__Tugas 1__: Sunting teks tentang Johan: tuliskan kembali bagian yang dimulai dari "Mungkin sosok Bang" dan berakhir pada "pemberi arah kerja.", dengan mengganti "motivator" menjadi "penggerak".
__Tugas 2__: Salin kata demi kata baris-baris catatan yang dimulai dari baris yang memuat "For the scoring pass, find every instance of the asphalt" dan berakhir pada baris yang memuat "99], [332, 105]]", termasuk kedua baris tersebut.

__Teks yang Disediakan__:
Pages

Senin, 05 Desember 2011

Johan, Awal dari Pembaharuan


“Sambut salam hangat saya…
Salam kemenangan,
Salam penuh berkah,
dan salam keselamatan..
Assalamu’alaikum Warahmatullahi Wabarakatuh”
Inilah salam khas yang selalu diucapkannya. Dialah Johan Rio Pamungkas. Mahasiswa program studi Korea Fakultas Ilmu Pengetahuan Budaya angkatan 2006. “Bang Jo” begitulah kami biasa memanggilnya.
Mungkin sosok Bang Jo tidak begitu dikenal dikalangan MaBa (Mahasiswa Baru) UI termasuk saya. Namun, jangan salah. Bukan berarti Bang Jo tidak eksis, tapi mungkin karena saat kami masuk UI, Bang Jo sudah tidak lagi menjadi pemimpin sebuah lembaga atau organisasi yang bisa membuatnya terlihat. Bahkan, setelah melihat sepak terjangnya di UI ini, wajar jika saya menyebutnya lahir dari rahim kepemimpinan.
Ada yang menarik ketika saya menanyakan kepada bang Jo,”Sebenarnya apa kepemimpinan itu?” Sebuah teori baru pun ia keluarkan. Baginya, pemimpin adalah 5 jari.
 Jempol, dialah motivator.
Telunjuk, dialah instruktor dan pemberi arah kerja.
Jari tengah, dialah penengah dan hakim jika terjadi perselisihan ataupun kesalahpahaman dalam organisasi.
Jari manis,dialah pelengkap.
Kelingking, dialah pelayan.

__Catatan yang Ditampilkan__:
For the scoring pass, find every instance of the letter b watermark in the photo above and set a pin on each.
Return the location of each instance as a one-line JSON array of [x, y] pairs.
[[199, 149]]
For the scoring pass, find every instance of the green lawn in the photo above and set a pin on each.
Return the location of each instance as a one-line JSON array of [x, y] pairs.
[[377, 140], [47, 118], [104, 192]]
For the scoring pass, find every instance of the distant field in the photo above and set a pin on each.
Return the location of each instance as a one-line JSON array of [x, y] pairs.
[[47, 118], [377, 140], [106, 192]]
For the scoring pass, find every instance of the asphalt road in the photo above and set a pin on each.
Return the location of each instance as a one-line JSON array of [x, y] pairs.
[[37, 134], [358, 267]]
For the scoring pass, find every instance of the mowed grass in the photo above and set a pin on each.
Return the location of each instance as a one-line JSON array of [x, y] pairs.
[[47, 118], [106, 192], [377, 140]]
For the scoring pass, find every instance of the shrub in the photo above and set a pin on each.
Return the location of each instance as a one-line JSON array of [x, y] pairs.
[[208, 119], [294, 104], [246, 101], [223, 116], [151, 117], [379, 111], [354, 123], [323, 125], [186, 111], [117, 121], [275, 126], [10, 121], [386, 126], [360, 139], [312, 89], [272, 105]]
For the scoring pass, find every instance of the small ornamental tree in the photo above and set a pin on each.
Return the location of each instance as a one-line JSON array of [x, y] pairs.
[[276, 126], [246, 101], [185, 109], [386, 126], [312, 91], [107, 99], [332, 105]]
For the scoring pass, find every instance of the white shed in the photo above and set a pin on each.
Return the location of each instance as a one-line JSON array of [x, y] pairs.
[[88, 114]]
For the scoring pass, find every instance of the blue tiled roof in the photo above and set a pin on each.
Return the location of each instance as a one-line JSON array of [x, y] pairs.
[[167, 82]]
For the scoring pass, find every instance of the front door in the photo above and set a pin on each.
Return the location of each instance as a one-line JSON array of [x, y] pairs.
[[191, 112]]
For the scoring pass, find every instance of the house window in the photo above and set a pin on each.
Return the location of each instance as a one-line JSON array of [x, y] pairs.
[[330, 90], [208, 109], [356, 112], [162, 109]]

__Penyelesaian Tugas 1__:
Mungkin sosok Bang Jo tidak begitu dikenal dikalangan MaBa (Mahasiswa Baru) UI termasuk saya. Namun, jangan salah. Bukan berarti Bang Jo tidak eksis, tapi mungkin karena saat kami masuk UI, Bang Jo sudah tidak lagi menjadi pemimpin sebuah lembaga atau organisasi yang bisa membuatnya terlihat. Bahkan, setelah melihat sepak terjangnya di UI ini, wajar jika saya menyebutnya lahir dari rahim kepemimpinan.
Ada yang menarik ketika saya menanyakan kepada bang Jo,”Sebenarnya apa kepemimpinan itu?” Sebuah teori baru pun ia keluarkan. Baginya, pemimpin adalah 5 jari.
 Jempol, dialah penggerak.
Telunjuk, dialah instruktor dan pemberi arah kerja.

__Penyelesaian Tugas 2__:
For the scoring pass, find every instance of the asphalt road in the photo above and set a pin on each.
Return the location of each instance as a one-line JSON array of [x, y] pairs.
[[37, 134], [358, 267]]
For the scoring pass, find every instance of the mowed grass in the photo above and set a pin on each.
Return the location of each instance as a one-line JSON array of [x, y] pairs.
[[47, 118], [106, 192], [377, 140]]
For the scoring pass, find every instance of the shrub in the photo above and set a pin on each.
Return the location of each instance as a one-line JSON array of [x, y] pairs.
[[208, 119], [294, 104], [246, 101], [223, 116], [151, 117], [379, 111], [354, 123], [323, 125], [186, 111], [117, 121], [275, 126], [10, 121], [386, 126], [360, 139], [312, 89], [272, 105]]
For the scoring pass, find every instance of the small ornamental tree in the photo above and set a pin on each.
Return the location of each instance as a one-line JSON array of [x, y] pairs.
[[276, 126], [246, 101], [185, 109], [386, 126], [312, 91], [107, 99], [332, 105]]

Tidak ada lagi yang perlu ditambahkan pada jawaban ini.